**Passage given**
▼

$ 3^n-1\not |2^m-1$, because $ 3^n-1$ even, $ 2^m-1$ odd.

@Rust: divides means "is a divisor of", not "is divisible by". Nice problem . Assume, to the contrary, that there are such odd numbers $ m,n\ge3$ for which $ 2^m-1|3^n-1$. Let $ p$ be a prime divisor of $ 2^m-1$ of the form $ 4k+3$. Because $ p|3^n-1$, we have that $ d=\text{ord}_3(p)$ is odd. Since $ d|p-1=4k+2$, we have $ d|2k+1$, hence $ 3^{\frac{p-1}2}=\binom{\underline3}p=1$. Then, by the Quadratic Reciprocity Law, we have $ \binom{\underline3}p\cdot\binom{\underline p}3=(-1)^{\frac{3-1}2\cdot\frac{p-1}2}=-1$ hence $ \binom{\underline p}3=-1$, so $ p=3t+2$. Let now $ p$ be a prime divisor of $ 2^m-1$ of the form $ 4k+1$. A reasoning just as above and $ \binom{\underline3}p\cdot\binom{\underline p}3=(-1)^{\frac{3-1}2\cdot\frac{p-1}2}=1$ leads to $ \binom{\underline p}3=1$, hence $ p=3t+1$. So let $ M$ be the multiset of prime divisors $ p$ of $ 2^m-1$ of the form $ 4k+3$, containing each prime with multiplicity equal to its exponent in the prime factorization of $ 2^m-1$. Because $ 2^m-1\equiv 3\pmod 4$, $ |M|$ is odd. But $ M$ contains precisely all prime divisors $ p$ of the form $ 3t+2$ of $ 2^m-1$. Then considering $ \text{mod}$ $ 3$, we have $ 2^m-1\equiv 2^{|M|}=2\pmod 3$, Contradiction.

▲

**Supplied information**
▼

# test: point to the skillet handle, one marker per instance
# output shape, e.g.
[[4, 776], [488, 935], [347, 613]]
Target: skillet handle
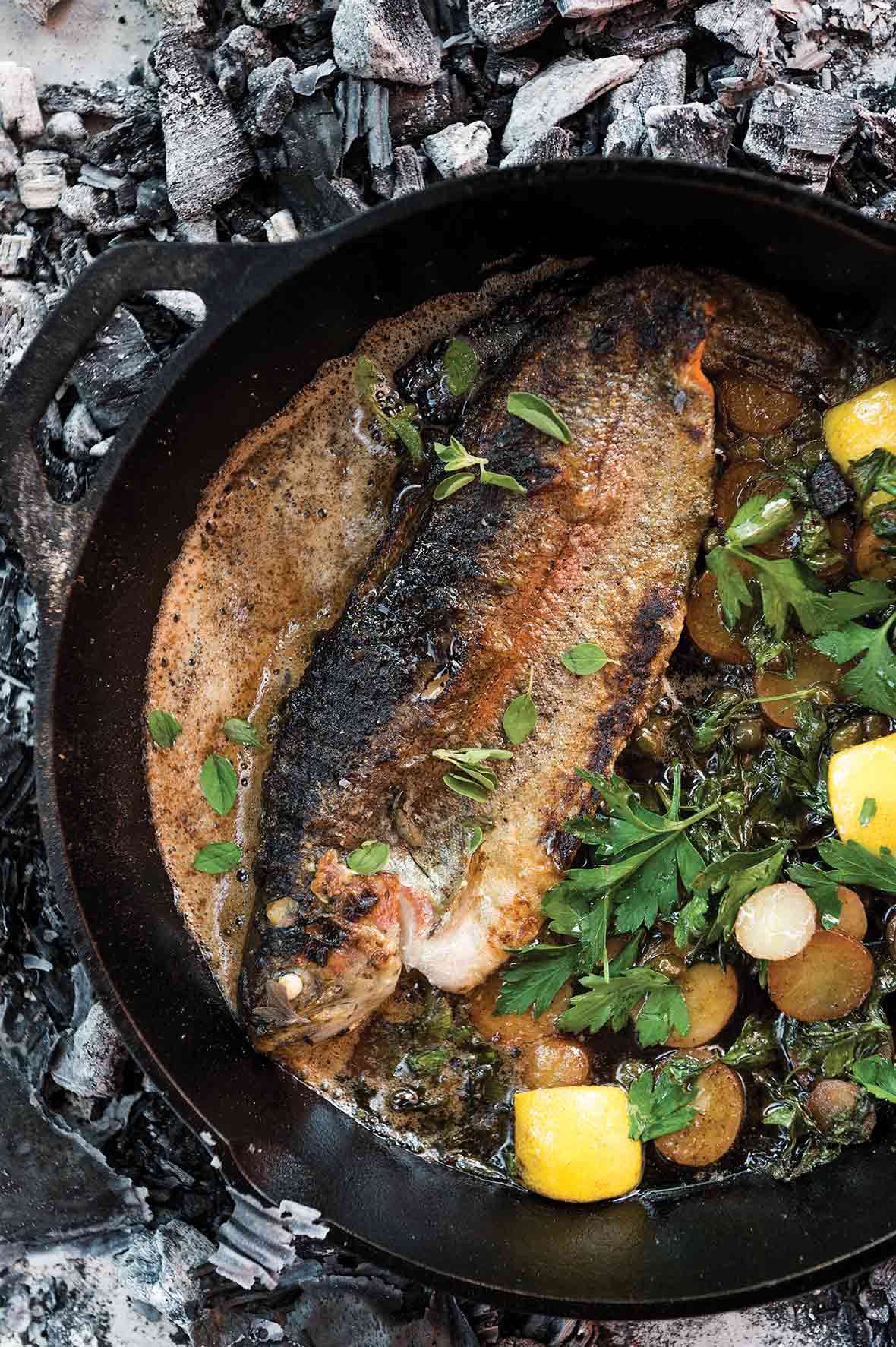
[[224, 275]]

▲

**Problems to solve**
1. Reproduce the listing that follows the number-theory thread, line for line, omitting the picture.
2. Pick up the forum thread on whether 2^m−1 can divide 3^n−1 after its final sentence and keep writing it.

**The results**
1.
# test: point to the skillet handle, one marker per instance
# output shape, e.g.
[[4, 776], [488, 935], [347, 613]]
Target: skillet handle
[[224, 275]]

2.
Suppose that $ 2^{m} - 1$ divides $ 3^{n} - 1$.As we know $ n$ is odd,let $ n = 2k - 1$,where $ k\geq 2$. It is easy to understand that $ 2^{m} - 1\equiv - 5$ mod $ 12$. Since $ 2^{m} - 1$ is not divisible by $ 3$,we conclude that all prime divisors of $ 2^{m} - 1$ are congruent to either $ + 5, - 5$,or $ + 1, - 1$ mod $ 12$,but as we know $ 2^{m} - 1\equiv - 5$, it follows that, there exist $ p\equiv 5$ or $ p\equiv - 5$ mod $ 12$ and $ p$ divides $ 2^{m} - 1$,thus it divides $ 3^{n} - 1$,too,but then $ p$ divides $ 3(3^{n} - 1)$ as well,hence $ 3^{2k} = 3^{n + 1}\equiv 3$ mod $ p$,so $ 3$ is a quadratic residue mod $ p$,but this contradicts to the quadratic reciprocity theorem,because $ p\equiv 5$ or $ - 5$ mod $ 12$.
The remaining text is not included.